**Tugas yang Diberikan:** Saring catatan di bawah ini dan salin setiap baris yang memuat kata "glass". Huruf besar dan huruf kecil dibedakan.

**Baris Data:**
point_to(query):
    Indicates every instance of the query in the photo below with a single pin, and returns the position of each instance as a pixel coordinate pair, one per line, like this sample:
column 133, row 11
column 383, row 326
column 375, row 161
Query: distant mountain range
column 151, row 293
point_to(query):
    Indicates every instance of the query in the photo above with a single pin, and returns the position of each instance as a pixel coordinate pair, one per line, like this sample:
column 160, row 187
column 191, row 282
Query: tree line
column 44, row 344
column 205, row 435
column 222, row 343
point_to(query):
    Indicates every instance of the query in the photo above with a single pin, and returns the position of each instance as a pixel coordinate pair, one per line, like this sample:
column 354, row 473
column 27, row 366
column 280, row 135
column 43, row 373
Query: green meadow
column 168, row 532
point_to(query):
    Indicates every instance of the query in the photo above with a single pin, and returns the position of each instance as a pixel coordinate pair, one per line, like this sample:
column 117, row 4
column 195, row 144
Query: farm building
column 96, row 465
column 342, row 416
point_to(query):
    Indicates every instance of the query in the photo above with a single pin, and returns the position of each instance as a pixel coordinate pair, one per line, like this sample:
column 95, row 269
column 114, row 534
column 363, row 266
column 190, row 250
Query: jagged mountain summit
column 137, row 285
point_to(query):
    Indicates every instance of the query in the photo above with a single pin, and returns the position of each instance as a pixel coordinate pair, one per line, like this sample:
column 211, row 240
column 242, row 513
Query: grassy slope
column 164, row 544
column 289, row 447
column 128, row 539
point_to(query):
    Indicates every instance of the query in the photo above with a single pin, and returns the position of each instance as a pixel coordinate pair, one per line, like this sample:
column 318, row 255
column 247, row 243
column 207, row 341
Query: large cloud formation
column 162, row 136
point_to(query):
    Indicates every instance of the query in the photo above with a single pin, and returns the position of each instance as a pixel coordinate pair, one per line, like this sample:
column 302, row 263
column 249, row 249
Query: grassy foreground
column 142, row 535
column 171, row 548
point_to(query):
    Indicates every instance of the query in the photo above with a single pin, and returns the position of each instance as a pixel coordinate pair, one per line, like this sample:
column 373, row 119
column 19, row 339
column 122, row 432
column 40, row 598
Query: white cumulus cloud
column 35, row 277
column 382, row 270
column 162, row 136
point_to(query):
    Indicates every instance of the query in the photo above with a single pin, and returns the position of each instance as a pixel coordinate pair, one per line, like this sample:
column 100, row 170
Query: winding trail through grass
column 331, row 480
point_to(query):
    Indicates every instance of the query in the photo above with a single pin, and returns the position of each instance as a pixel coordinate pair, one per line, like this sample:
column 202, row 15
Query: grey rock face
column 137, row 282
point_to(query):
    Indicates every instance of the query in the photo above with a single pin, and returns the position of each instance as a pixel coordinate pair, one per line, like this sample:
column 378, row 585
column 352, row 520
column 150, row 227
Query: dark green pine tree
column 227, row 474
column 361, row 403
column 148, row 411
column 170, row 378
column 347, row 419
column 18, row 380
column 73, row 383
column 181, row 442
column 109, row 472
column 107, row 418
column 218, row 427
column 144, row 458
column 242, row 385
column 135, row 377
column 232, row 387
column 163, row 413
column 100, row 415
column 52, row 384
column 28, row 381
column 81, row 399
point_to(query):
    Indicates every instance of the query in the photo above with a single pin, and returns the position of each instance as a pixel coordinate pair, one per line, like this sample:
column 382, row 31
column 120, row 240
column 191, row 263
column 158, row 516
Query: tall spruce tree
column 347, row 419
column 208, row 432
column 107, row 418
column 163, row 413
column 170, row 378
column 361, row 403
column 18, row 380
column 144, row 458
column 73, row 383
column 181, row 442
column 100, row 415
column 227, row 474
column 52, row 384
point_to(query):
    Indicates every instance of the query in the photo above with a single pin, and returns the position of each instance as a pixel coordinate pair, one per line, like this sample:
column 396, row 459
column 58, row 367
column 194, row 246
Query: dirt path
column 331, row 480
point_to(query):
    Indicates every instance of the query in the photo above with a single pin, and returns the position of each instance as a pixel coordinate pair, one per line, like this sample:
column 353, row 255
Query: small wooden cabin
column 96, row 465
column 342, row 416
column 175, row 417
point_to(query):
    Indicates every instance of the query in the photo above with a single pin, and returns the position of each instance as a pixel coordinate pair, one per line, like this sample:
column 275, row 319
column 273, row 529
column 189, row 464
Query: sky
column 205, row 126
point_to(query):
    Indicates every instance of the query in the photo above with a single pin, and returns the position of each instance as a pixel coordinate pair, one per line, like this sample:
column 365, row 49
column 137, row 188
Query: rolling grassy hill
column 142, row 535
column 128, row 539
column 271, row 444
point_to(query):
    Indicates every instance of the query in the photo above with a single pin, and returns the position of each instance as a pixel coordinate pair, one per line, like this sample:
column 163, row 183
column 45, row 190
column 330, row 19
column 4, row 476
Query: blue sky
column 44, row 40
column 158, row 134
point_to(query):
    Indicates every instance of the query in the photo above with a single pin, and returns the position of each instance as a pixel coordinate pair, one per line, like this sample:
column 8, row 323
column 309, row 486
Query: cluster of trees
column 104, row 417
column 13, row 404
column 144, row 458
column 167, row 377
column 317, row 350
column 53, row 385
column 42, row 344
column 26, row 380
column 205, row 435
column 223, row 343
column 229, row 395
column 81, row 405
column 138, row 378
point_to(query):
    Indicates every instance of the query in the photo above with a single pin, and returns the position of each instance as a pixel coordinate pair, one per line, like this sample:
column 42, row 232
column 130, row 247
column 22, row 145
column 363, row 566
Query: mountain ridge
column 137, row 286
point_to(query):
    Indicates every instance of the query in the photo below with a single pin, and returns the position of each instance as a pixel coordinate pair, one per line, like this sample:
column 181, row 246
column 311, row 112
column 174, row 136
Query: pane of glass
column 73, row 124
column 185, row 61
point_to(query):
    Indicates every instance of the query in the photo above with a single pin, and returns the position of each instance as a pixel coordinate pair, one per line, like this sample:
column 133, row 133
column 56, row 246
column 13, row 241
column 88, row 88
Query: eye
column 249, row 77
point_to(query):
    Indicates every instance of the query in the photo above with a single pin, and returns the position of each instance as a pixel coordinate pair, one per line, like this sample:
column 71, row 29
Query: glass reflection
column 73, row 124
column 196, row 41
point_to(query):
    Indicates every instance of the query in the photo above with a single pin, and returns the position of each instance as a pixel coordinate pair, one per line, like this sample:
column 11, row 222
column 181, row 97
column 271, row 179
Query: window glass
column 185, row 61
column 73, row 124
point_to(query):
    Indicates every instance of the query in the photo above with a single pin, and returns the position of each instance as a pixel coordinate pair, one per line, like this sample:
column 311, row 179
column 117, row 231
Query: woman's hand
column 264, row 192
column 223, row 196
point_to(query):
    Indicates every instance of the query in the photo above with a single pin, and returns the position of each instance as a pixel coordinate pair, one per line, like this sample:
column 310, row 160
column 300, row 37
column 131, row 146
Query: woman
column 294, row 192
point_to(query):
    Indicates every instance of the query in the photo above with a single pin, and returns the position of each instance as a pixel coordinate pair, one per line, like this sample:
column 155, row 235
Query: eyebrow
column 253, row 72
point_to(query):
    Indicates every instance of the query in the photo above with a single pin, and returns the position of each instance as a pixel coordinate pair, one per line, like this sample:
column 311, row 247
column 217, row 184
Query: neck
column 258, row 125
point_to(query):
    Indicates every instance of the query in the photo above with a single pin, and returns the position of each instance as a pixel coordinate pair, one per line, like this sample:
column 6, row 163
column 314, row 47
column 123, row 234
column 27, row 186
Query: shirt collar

**Jawaban Tertulis:**
Query: pane of glass
Query: glass reflection
Query: window glass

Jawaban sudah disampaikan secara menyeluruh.